Among the lines of data below, reproduce only those from the one with "[indicate] the black" through the one with "Target: the black sky", exactly as they stand, both ends included.

Working data
========================================================================
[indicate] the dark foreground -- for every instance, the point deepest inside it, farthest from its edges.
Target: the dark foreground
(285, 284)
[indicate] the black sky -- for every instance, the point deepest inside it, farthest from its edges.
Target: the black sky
========================================================================
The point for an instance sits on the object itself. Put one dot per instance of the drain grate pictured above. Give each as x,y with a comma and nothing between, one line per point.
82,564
========================================================================
Your response
[indicate] the black sky -- for every instance, the point deepest inside it, farthest from its edges.
Target: the black sky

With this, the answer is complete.